═════ TASK MATERIAL
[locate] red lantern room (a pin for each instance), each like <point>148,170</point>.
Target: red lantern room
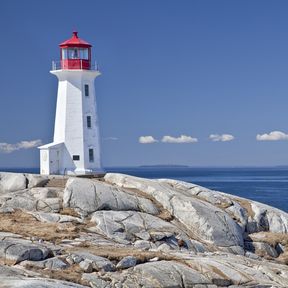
<point>75,53</point>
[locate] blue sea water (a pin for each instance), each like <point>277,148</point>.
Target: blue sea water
<point>266,185</point>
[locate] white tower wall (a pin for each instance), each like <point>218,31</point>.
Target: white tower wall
<point>72,136</point>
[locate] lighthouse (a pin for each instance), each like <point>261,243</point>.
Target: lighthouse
<point>75,149</point>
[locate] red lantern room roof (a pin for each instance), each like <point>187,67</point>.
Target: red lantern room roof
<point>75,41</point>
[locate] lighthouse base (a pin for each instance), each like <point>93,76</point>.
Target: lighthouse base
<point>55,159</point>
══════════
__EXERCISE DIRECTIONS__: Copy out the entries verbatim, starting at the first line and ending at the line containing "<point>266,185</point>", with that line included. Omit the pictures.

__TASK ANSWER__:
[locate] red lantern room (a pin for each instance), each like <point>148,170</point>.
Target: red lantern room
<point>75,53</point>
[locate] blue sea water (a pin for each instance), each like <point>277,148</point>.
Target: blue sea water
<point>266,185</point>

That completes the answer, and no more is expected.